# The task
Retype, without alteration, each line from the line containing "For the benchmark, annotate every instance of the wooden sign" to the final line of the records.

-=-=-

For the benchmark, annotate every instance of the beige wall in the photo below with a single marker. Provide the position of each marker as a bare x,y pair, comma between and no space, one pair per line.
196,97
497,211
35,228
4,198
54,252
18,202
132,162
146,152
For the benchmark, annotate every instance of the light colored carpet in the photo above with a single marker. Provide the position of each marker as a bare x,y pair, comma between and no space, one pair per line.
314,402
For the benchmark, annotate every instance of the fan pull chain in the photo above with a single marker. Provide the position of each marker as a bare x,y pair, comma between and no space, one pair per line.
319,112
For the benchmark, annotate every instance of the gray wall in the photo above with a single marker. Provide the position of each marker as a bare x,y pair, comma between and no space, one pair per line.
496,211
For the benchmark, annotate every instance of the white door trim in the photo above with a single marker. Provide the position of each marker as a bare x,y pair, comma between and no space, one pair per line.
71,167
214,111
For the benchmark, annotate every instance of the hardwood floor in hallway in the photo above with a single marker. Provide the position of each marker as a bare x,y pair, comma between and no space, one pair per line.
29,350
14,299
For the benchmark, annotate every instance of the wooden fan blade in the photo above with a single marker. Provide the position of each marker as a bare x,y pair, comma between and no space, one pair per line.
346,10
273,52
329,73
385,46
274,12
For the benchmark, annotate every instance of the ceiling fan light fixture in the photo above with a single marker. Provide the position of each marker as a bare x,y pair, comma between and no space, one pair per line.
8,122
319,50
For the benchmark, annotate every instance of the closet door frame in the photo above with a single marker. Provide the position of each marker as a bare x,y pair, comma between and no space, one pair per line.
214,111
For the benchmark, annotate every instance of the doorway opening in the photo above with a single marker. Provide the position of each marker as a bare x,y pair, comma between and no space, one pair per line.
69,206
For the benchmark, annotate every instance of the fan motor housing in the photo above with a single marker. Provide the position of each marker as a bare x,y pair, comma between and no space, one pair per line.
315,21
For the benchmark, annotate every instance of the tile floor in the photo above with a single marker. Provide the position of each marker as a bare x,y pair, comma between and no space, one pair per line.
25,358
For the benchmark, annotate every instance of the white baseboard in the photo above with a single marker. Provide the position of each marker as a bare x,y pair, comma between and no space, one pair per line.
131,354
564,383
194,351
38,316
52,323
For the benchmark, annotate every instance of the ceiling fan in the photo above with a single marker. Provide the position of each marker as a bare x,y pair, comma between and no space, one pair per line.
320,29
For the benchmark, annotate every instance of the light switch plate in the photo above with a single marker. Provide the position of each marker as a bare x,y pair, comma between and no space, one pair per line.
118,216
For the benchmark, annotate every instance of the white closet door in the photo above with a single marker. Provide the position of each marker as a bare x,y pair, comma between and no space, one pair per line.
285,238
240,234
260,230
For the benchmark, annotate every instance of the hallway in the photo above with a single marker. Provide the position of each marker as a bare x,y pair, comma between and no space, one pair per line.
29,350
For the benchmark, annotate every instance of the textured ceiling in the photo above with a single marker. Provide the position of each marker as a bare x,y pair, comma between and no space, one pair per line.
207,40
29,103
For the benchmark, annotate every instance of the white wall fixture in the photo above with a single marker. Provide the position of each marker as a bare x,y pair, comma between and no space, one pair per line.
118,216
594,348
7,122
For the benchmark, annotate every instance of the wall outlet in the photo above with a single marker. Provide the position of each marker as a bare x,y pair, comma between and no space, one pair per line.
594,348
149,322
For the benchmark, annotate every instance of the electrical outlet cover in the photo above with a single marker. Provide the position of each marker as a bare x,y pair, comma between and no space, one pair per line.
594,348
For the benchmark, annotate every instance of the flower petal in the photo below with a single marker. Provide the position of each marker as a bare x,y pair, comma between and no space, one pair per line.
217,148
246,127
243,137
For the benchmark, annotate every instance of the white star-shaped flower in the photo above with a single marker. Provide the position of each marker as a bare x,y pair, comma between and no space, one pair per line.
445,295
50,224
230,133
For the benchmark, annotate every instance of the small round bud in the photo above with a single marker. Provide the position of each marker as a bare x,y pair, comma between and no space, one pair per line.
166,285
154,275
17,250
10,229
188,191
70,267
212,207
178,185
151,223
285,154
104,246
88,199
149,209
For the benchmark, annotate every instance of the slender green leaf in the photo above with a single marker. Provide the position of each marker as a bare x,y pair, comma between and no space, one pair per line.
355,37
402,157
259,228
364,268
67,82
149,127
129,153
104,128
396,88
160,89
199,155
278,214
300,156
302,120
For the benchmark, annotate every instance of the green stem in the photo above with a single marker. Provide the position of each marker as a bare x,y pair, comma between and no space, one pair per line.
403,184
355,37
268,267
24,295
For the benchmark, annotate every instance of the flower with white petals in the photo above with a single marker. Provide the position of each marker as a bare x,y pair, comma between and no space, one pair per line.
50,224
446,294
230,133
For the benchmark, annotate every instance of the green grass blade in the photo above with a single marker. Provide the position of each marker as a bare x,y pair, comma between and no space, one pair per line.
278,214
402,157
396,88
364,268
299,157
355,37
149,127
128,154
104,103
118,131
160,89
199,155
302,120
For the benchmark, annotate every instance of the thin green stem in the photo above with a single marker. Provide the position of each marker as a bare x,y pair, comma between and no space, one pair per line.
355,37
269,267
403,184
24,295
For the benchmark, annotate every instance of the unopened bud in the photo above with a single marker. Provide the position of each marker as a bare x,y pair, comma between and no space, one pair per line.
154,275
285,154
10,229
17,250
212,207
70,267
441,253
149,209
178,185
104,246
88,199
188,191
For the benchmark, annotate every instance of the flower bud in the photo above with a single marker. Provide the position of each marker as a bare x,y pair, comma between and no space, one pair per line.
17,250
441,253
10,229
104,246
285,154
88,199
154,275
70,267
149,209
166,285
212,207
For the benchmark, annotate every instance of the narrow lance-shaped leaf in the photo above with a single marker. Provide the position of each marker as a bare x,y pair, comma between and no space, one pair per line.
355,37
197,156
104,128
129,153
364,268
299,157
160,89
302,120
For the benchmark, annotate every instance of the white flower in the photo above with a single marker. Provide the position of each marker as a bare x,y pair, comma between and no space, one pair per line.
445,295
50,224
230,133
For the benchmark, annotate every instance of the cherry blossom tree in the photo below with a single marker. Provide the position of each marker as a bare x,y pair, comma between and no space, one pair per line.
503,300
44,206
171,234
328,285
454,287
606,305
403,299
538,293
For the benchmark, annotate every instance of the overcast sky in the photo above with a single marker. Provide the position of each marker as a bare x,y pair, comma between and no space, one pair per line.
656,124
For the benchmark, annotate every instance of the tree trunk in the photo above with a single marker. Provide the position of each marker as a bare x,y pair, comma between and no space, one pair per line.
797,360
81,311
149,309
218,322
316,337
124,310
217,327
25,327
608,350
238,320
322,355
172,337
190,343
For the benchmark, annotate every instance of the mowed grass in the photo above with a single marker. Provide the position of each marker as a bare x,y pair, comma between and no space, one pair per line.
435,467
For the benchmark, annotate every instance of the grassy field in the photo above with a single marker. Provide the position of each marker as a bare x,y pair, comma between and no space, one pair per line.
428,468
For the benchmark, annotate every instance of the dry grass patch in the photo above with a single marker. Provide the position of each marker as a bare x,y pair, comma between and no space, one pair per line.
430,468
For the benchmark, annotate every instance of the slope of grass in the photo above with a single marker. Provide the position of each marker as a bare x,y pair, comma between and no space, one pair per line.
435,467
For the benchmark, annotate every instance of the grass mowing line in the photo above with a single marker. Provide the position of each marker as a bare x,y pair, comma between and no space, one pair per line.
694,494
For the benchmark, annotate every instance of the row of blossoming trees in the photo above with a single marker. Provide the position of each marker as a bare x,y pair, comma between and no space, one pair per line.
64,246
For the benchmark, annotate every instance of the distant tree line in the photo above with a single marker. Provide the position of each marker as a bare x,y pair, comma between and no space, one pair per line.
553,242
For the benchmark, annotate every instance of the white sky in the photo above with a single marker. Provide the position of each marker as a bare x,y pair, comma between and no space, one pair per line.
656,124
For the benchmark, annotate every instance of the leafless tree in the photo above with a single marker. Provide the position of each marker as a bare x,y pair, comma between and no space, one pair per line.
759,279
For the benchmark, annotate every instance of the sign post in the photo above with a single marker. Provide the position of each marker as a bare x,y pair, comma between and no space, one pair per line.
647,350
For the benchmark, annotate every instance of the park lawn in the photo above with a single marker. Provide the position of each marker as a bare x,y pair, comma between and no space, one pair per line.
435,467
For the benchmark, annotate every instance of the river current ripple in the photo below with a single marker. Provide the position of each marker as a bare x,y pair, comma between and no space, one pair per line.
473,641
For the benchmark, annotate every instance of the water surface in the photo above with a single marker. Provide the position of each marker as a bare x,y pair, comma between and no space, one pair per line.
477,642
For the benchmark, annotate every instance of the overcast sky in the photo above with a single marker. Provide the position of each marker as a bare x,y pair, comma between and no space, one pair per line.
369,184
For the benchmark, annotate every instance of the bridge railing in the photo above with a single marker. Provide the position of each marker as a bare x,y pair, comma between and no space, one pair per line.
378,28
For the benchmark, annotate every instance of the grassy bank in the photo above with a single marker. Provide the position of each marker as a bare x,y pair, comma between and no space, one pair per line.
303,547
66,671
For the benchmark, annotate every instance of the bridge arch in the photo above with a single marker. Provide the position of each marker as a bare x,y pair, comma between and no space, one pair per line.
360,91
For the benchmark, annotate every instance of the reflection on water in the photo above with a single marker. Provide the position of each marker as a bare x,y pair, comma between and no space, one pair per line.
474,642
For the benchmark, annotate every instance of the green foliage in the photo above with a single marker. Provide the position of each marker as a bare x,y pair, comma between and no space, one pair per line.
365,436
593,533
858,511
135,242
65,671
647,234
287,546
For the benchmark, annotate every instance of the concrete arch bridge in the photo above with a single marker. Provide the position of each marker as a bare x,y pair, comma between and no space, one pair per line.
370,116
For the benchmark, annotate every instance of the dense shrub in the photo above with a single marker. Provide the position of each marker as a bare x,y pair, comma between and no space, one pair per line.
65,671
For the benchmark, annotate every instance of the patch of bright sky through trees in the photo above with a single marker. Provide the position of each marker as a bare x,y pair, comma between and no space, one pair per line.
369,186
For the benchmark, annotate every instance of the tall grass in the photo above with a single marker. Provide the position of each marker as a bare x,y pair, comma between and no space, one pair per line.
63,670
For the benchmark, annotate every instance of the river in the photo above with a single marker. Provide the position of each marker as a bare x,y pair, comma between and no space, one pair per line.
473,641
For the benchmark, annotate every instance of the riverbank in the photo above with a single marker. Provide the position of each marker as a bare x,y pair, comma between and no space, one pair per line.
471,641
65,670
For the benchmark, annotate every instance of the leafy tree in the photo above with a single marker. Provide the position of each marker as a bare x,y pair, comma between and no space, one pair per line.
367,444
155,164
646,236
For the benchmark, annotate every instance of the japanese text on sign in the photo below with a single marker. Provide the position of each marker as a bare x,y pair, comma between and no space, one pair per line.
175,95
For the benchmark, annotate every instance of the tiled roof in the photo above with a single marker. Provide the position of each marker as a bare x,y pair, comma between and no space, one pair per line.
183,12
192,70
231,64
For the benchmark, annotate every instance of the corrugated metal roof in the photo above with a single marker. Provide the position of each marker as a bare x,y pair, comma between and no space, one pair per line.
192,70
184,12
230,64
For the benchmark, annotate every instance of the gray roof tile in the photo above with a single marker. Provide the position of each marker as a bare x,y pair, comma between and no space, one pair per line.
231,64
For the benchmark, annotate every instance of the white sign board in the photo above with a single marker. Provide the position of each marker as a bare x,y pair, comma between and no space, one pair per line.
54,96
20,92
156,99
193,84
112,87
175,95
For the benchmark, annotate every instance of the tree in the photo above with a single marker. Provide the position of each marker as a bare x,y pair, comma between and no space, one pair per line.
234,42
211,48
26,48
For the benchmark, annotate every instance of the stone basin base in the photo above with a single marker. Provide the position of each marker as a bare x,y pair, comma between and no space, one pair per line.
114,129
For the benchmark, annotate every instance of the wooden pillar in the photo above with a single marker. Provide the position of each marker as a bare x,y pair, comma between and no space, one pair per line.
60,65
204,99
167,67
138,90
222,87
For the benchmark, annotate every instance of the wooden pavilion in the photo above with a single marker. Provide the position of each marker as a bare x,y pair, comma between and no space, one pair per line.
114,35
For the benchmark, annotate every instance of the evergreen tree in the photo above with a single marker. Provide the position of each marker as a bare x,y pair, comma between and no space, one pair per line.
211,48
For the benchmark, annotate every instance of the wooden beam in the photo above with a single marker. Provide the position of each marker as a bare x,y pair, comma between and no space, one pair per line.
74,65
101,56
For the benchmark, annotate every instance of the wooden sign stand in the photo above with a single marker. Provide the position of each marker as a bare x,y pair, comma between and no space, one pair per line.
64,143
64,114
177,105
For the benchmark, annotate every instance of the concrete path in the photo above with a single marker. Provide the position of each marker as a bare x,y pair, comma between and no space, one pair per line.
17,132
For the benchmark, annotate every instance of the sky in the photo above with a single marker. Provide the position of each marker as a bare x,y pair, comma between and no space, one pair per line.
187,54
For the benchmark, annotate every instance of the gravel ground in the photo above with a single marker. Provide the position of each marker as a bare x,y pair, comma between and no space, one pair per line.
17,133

-=-=-

# Exercise solution
For the benchmark, annotate every instance of the wooden sign stand in the photo above with a single marker. Provide the position of each marker as a bare x,y pair, comma between and no space, one pair per line.
64,143
64,114
177,105
For the benchmark, annotate every instance of the concrete path in the photo above with a single marker. Provide the position of each marker as a bare x,y pair, comma between and no space, one pair per line.
17,132
For the benchmark, annotate every instance of the sky in the photo above with a single marker. Provide the position of each marker as a bare x,y pair, comma between and no space, one pair per line.
187,54
For the benchmark, annotate every instance of the gravel ground in the photo above with a single marker. Provide the position of each marker as a bare x,y pair, comma between and no space, one pair per line.
17,133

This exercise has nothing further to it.